● **Exercise aim**: Your copy should begin with the line containing "Tag every instance of the dill", end with the line containing "Tag every instance of the calm", match the listing below exactly, and contain no pictures.

───── Data extracts

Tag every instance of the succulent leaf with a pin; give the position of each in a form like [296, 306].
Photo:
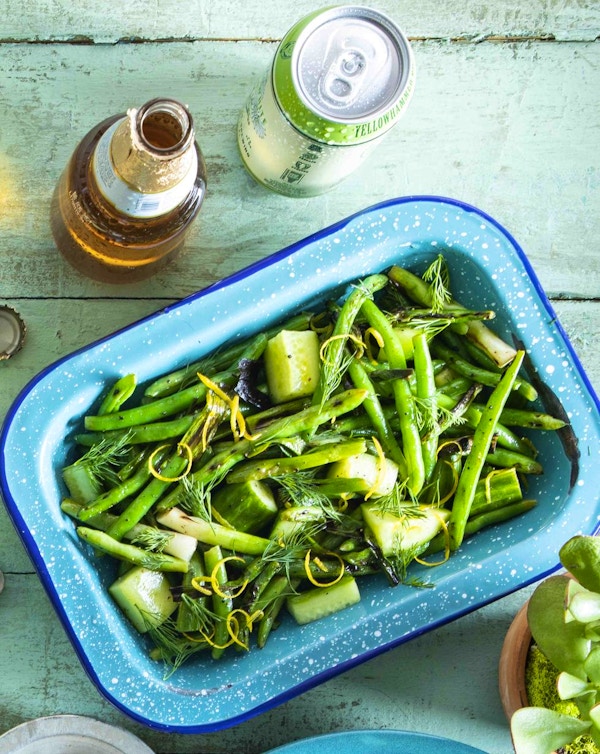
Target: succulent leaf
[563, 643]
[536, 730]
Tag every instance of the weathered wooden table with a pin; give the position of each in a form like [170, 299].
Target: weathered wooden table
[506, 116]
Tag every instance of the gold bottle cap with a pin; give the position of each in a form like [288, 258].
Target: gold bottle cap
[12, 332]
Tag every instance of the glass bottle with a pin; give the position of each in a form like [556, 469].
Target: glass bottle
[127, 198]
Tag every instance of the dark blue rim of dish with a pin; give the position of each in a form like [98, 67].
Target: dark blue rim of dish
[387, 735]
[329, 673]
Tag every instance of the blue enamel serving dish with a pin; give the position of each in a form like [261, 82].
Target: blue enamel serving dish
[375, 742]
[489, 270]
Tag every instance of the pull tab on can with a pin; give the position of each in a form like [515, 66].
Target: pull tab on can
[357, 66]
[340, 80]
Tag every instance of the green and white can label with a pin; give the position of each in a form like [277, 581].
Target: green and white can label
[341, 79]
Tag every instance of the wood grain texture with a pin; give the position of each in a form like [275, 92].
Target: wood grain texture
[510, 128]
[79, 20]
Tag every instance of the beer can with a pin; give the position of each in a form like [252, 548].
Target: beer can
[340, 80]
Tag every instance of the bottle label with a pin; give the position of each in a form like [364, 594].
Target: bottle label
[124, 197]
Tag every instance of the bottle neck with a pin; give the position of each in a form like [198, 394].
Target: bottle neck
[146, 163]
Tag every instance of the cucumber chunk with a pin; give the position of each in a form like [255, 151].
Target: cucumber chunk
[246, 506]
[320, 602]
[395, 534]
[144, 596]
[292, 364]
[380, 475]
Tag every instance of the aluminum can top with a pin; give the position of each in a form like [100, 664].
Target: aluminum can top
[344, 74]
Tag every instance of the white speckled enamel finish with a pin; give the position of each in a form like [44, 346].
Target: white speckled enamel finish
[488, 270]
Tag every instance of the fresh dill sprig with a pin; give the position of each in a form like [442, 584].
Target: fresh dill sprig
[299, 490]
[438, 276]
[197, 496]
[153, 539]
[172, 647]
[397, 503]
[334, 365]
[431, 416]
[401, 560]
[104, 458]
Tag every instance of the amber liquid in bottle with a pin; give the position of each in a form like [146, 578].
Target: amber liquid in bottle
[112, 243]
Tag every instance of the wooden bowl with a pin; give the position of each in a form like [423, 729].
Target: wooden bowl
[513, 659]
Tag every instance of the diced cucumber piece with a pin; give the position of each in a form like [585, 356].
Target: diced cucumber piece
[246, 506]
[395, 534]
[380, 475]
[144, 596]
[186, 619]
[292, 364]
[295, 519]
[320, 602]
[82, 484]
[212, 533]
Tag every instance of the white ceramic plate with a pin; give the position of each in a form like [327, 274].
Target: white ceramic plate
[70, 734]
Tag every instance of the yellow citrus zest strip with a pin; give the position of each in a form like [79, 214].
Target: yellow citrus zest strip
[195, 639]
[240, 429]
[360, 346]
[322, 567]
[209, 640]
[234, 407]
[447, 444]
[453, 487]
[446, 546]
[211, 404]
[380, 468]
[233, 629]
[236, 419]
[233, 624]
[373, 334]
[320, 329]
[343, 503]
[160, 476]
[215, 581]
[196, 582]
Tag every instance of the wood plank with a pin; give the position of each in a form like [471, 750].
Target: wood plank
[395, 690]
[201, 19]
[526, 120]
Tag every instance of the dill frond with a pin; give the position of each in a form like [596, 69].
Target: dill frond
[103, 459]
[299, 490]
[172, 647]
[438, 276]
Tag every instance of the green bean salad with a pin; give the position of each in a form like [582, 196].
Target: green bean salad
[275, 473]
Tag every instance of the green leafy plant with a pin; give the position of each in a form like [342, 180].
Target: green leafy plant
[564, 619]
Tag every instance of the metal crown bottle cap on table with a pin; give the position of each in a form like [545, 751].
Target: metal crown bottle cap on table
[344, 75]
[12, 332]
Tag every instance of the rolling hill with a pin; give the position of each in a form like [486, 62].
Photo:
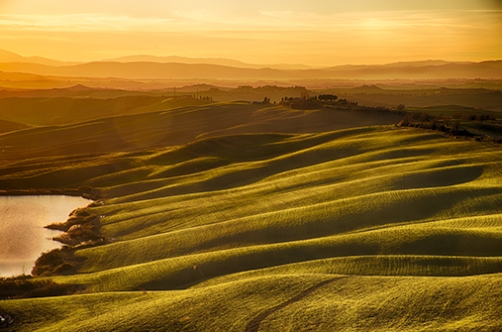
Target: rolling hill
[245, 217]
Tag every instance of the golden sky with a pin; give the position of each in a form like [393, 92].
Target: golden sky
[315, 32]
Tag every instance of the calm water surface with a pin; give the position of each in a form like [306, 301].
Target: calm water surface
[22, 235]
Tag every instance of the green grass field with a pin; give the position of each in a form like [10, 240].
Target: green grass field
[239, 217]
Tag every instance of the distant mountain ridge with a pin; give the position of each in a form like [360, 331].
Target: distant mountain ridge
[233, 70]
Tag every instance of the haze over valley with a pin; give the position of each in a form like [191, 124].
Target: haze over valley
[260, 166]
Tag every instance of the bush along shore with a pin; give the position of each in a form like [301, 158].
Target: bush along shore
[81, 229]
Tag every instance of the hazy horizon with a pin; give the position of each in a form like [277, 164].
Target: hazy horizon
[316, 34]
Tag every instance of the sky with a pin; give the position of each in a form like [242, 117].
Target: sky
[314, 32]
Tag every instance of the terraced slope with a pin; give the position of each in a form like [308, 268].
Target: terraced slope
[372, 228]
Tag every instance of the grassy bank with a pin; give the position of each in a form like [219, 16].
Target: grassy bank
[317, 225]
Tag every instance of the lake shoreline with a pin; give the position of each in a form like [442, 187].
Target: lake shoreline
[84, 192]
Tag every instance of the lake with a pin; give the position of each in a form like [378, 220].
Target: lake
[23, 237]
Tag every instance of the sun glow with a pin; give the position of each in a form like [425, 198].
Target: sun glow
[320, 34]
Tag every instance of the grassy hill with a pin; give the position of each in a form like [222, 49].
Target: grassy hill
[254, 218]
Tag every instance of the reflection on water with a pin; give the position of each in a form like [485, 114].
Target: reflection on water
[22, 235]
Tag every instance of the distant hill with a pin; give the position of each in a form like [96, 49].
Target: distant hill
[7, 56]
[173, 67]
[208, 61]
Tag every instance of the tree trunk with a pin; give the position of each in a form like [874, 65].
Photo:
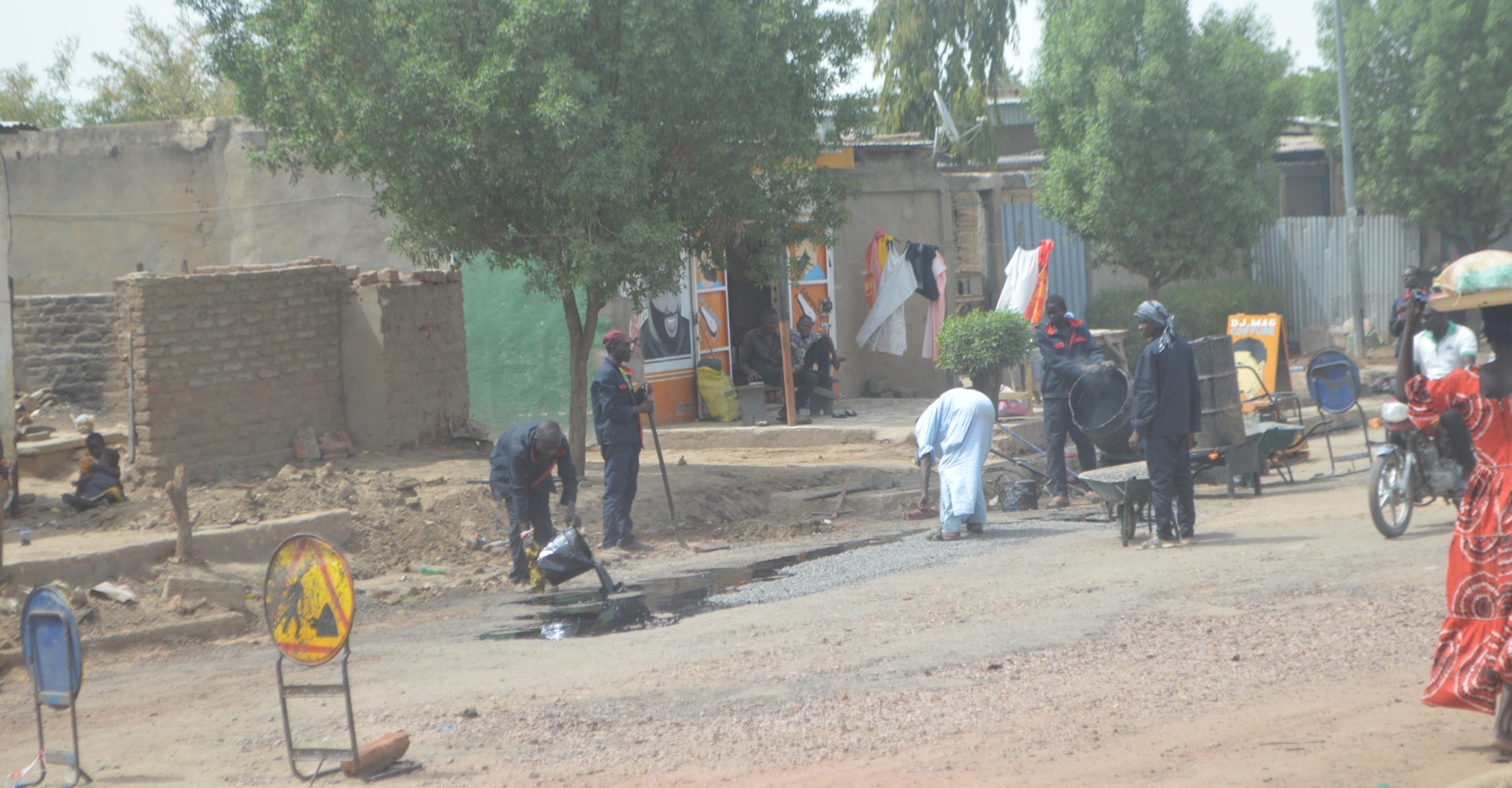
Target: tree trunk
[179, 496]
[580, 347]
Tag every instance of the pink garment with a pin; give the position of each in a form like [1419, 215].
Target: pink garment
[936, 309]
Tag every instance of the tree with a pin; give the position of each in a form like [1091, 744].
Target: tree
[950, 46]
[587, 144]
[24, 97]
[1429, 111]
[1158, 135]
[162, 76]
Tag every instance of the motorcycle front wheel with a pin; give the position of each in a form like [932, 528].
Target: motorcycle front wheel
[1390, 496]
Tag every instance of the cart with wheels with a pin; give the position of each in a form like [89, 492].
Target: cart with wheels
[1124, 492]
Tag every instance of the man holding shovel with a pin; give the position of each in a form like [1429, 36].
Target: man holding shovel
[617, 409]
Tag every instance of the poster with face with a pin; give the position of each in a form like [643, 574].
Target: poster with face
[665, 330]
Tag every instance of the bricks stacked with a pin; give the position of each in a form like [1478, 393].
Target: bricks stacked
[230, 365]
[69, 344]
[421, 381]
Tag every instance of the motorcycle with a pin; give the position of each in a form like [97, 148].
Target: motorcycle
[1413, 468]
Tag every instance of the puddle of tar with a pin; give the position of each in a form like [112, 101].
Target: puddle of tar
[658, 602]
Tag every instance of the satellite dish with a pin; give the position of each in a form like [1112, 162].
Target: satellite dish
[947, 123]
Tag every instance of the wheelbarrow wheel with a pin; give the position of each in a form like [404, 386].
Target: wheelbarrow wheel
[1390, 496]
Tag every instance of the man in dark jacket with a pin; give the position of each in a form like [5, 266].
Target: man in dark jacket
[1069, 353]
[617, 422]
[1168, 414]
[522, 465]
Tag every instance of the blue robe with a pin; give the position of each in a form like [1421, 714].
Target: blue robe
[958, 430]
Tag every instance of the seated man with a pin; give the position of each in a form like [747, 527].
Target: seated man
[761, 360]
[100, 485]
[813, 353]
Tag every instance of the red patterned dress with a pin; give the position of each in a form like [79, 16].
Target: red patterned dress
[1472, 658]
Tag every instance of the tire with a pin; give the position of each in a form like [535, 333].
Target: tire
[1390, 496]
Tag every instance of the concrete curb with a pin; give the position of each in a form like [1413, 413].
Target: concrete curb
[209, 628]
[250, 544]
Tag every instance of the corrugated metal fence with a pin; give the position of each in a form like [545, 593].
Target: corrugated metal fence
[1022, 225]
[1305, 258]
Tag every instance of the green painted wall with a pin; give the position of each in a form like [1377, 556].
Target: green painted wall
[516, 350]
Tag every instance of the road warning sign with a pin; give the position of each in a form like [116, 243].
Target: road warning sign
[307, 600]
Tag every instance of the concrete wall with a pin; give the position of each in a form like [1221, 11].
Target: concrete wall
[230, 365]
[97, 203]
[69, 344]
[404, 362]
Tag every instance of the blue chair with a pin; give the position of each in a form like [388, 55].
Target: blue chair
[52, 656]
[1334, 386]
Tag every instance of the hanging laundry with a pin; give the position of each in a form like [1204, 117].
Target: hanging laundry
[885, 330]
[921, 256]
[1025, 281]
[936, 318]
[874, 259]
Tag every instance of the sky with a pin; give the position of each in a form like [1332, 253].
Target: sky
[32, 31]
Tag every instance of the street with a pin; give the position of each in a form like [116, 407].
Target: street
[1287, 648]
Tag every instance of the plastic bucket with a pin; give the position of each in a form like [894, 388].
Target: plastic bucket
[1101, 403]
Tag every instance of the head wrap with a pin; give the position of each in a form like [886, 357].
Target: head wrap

──────────

● **Solution to this task**:
Tag every instance of the dill frond with a pin; give the position of each in a form like [596, 69].
Target: dill frond
[103, 459]
[299, 490]
[172, 647]
[438, 276]
Tag every instance of the green bean salad with a pin; give the position of each in a form like [582, 196].
Target: green bean salad
[275, 473]
Tag every instance of the green leafy plant with a pin; give the position of each in a form like [342, 180].
Target: green leafy plant
[564, 619]
Tag every instance of the metal crown bottle cap on table with a pin; give the position of each in a form like [545, 751].
Target: metal crown bottle cap on table
[344, 75]
[12, 332]
Tag every instance of the rolling hill with a pin; give the position of each in a form like [486, 62].
Photo:
Target: rolling hill
[245, 217]
Tag every instance of the golden sky with a pin; give the position of each in a form like [393, 92].
Target: golden sky
[315, 32]
Tag every instance of the calm water surface with a pin; give the position of each in a form like [306, 301].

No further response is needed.